== Work order ==
The entries must be repeated verbatim, and their images left out.

[Image point grounding data]
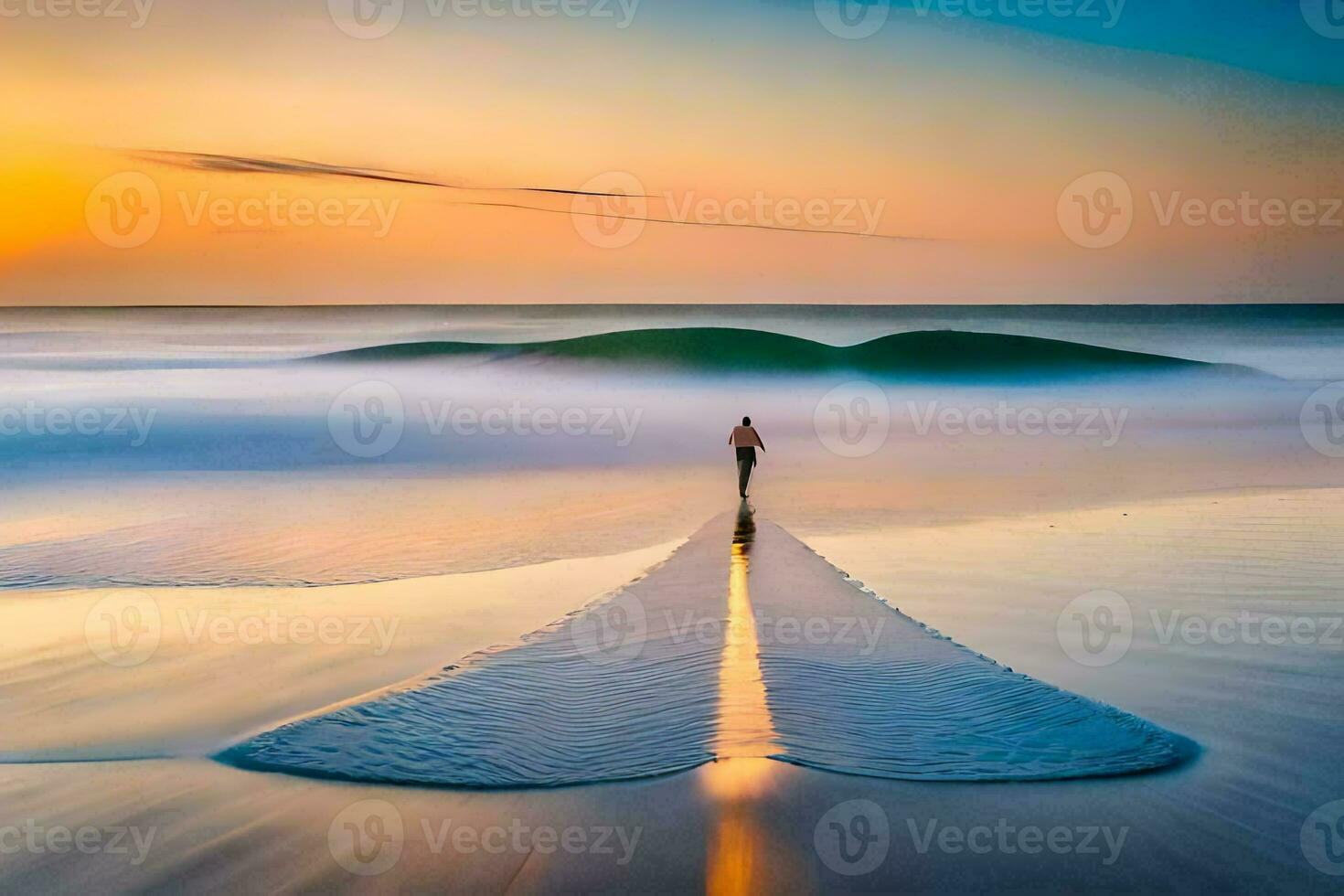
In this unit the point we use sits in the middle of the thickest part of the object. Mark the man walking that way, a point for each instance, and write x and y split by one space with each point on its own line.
746 441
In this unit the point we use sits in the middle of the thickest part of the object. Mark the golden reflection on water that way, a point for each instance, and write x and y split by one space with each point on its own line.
738 850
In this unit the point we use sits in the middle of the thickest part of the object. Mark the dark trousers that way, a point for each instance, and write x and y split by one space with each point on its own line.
746 460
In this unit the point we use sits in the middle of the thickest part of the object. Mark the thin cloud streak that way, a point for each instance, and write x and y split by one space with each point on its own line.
305 168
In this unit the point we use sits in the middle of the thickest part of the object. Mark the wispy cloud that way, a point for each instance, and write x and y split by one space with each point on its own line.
305 168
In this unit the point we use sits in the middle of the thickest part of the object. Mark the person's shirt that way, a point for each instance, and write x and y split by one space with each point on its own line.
745 437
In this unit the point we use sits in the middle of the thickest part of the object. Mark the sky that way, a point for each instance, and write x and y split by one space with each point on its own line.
671 151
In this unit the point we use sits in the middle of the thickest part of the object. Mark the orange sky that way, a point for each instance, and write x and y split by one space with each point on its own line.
960 134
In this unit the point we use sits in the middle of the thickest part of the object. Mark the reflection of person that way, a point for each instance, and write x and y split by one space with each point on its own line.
746 441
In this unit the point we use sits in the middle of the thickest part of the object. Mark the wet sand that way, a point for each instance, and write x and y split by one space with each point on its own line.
1264 715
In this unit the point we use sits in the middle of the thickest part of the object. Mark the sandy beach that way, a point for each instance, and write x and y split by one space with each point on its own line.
1227 818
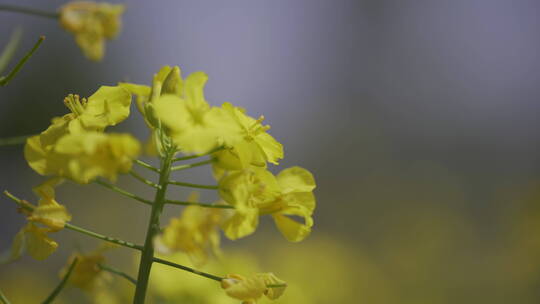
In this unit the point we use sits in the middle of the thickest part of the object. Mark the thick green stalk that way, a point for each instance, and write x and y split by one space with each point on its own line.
62 283
147 255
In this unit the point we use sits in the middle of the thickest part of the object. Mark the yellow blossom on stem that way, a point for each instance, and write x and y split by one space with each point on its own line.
92 154
250 289
108 106
195 232
256 191
92 23
87 274
53 216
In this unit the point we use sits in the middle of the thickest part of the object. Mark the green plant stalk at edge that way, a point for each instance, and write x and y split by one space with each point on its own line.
147 256
3 298
62 283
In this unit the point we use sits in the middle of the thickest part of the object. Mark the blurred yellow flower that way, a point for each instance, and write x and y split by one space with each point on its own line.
53 216
87 274
254 147
91 23
106 107
91 154
250 289
255 191
195 232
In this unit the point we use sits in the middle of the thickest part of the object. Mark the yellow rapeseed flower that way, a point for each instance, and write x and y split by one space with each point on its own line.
88 155
53 216
87 274
92 23
195 232
108 106
256 191
250 289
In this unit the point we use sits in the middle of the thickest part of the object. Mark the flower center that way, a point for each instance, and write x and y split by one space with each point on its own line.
75 104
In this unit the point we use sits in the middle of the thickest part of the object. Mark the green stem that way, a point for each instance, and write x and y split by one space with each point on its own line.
11 141
195 271
10 48
103 237
147 255
142 179
122 192
29 207
204 205
118 273
62 283
29 11
4 80
183 167
212 187
146 165
3 298
198 155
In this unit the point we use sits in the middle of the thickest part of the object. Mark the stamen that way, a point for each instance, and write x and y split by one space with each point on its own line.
75 103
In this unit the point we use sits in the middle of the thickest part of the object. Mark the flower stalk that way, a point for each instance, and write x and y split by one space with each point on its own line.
147 255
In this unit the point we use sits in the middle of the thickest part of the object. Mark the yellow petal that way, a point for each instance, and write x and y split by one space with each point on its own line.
37 243
245 289
270 279
106 107
242 223
296 179
291 230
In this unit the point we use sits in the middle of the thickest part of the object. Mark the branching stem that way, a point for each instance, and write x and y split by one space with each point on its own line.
62 283
205 205
117 272
193 165
211 187
122 192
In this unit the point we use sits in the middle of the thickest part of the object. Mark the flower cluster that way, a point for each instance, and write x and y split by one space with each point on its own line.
76 147
91 23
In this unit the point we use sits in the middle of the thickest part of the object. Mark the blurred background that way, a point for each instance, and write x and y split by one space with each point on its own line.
419 120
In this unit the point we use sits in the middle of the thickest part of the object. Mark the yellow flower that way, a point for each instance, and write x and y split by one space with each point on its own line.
34 240
88 155
255 191
91 23
249 290
106 107
255 147
49 213
195 232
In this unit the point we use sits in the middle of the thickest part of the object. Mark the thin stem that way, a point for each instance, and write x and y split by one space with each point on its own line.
142 179
103 237
153 229
4 80
198 155
29 11
29 207
204 205
183 167
145 165
212 187
117 272
3 298
10 48
204 274
11 141
122 192
62 283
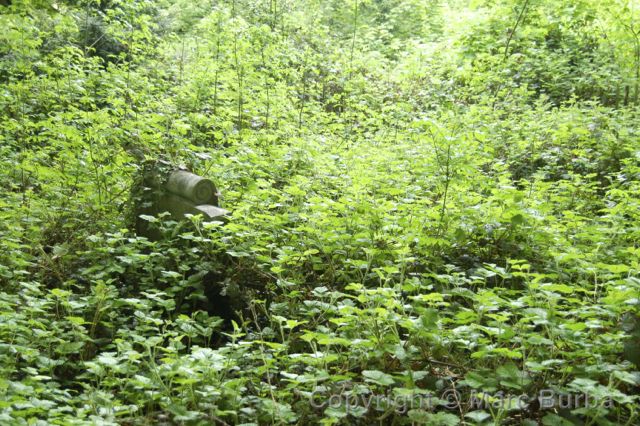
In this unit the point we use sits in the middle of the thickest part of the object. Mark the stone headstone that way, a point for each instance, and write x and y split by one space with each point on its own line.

== Response to this exercise ==
In this unit the point we use sits in the middle of the thickest part of the object. Mark the man walking that way, a point for each instance, and write x and y split by one space with each point on its own line.
746 441
In this unit the point we use sits in the middle of the thickest part of the object. Mark the golden reflection on water that way, a point for each instance, and write x and y split by one space with each point on its own line.
738 850
In this unit the point we use sits in the middle of the thickest part of the object. Mark the dark trousers that way, a point for each instance, and write x and y split by one space with each point on its own line.
746 460
In this unit the point we use sits in the middle of the thickest part of the object. Mark the thin cloud streak that way, a point for each instance, and write x and y split by one space with each point on its own line.
305 168
In this unit the point we use sits in the middle of the thickest part of the object. Mark the wispy cloud that way, a point for each instance, and write x and y split by one space with each point on its own line.
305 168
In this unit the point we use sits in the middle of the thickest part of the object. Mark the person's shirt that way, a point for each instance, and write x and y split by one space with each point on its own line.
745 437
In this unit the point we use sits in the middle of the thickest part of the object. Mark the sky that way, a point for each instance, and write x and y split by one space with each point on its own line.
671 151
In this unit the point we use sits in the middle of the thickest part of the object. Mark the orange sky that way, a point for each instance, and write x and y split by one space with each point on its own line.
960 134
In this unit the point we use sits in the middle of the thickest part of the object. Mark the reflection of person that way, a point for each instance, and write x and y split by one space with each point on its own line.
746 441
In this unit the point we use sits in the middle of the thickest part of the object. Mark the wet sand that way, a point for each instance, and write x and y split by one space with each point on its own line.
1264 715
In this unit the point we use sits in the middle of the thickest part of the object. Mark the sandy beach that way, a point for each instance, and write x and y split by one space with each point on its own line.
1227 818
In this unit the point we use sits in the middle of the thickest part of the object. Mark the thick green stalk that way, a point for each instance, and write x and y split by one space with each point on its own line.
62 283
147 255
In this unit the point we use sits in the middle of the thickest part of the object. Mark the yellow blossom on stem that way, a point for each instance, and write x and y split by one space with each point on its own line.
92 154
250 289
108 106
195 232
256 191
92 23
87 274
53 216
In this unit the point we use sits in the middle of the thickest part of the object. Mark the green plant stalk at edge that way, a point for each instance, and write x and y split by one space with each point on its own line.
147 256
3 298
62 283
In this unit the point we use sits in the middle of the thickest part of the object. Mark the blurred yellow flower that way, a point for each instance, and write x and y split by one space with each point on its own line.
53 216
87 274
254 147
91 23
106 107
91 154
250 289
255 191
195 232
In this unit the point we use sits in the middle of the thickest part of the object. Mark the yellow rapeseed flower that way, a point for each instance, and write x and y split by one space with each point on its own line.
88 155
53 216
87 274
92 23
195 232
108 106
256 191
250 289
In this unit the point we use sits in the middle of the thickest part of the object. Mark the flower center that way, a point for each instance, and write x and y split by one space with each point on its own line.
75 104
In this unit the point we use sits in the middle of the thickest part of the object. Mark the green stem that way, a point for each instance, and write x and y split by one space with each point on its own line.
11 141
195 271
10 48
103 237
147 255
142 179
122 192
29 207
204 205
118 273
62 283
29 11
4 80
183 167
212 187
146 165
3 298
198 155
In this unit the point we use sits in the middle of the thickest part of the object. Mark the stamen that way, a point for each instance, and write x and y split by one space with each point on its own line.
75 103
In this unit the point we use sits in the middle of the thickest part of the object. Mark the flower stalk that way, a point for each instance, and write x and y split by one space with each point on its own line.
147 255
In this unit the point we use sits in the middle of the thickest part of the object. Mark the yellow petal that way, a point for each instance, and write x and y split by one space with each point on its own line.
37 243
245 289
270 279
106 107
242 223
296 179
291 230
In this unit the point we use sits in the middle of the thickest part of the object. Mark the branching stem that way, a point for each instance, and write x and y split by one space with each point on its own line.
62 283
205 205
117 272
193 165
211 187
122 192
In this unit the point we use sits in the middle of the thickest part of the object. Mark the flower cluster that way, a point for each instance, and write x and y split by one space with each point on its own line.
76 147
91 23
In this unit the point we use sits in the middle of the thickest part of the object. Mark the blurred background that way, a point for each instance, and write x and y split by one space with each point on its own line.
419 120
In this unit the point we use sits in the middle of the thickest part of the object. Mark the yellow flower that way, a point for each instance, and write x and y split by one space with each point on its own line.
34 240
88 155
255 191
91 23
249 290
106 107
255 147
49 213
195 232
In this unit the point we use sits in the middle of the thickest part of the object. Mark the thin stem that way, a point for each instance, and write x and y split by one space with each point on its own line.
142 179
103 237
153 229
4 80
198 155
29 11
29 207
204 205
183 167
145 165
212 187
117 272
3 298
10 48
204 274
11 141
122 192
62 283
In this unit the point we use sits in the middle of the thickest part of the object. Mark the stone headstone that way, a point for each instance, and write x and y split by one space with each point on its own line.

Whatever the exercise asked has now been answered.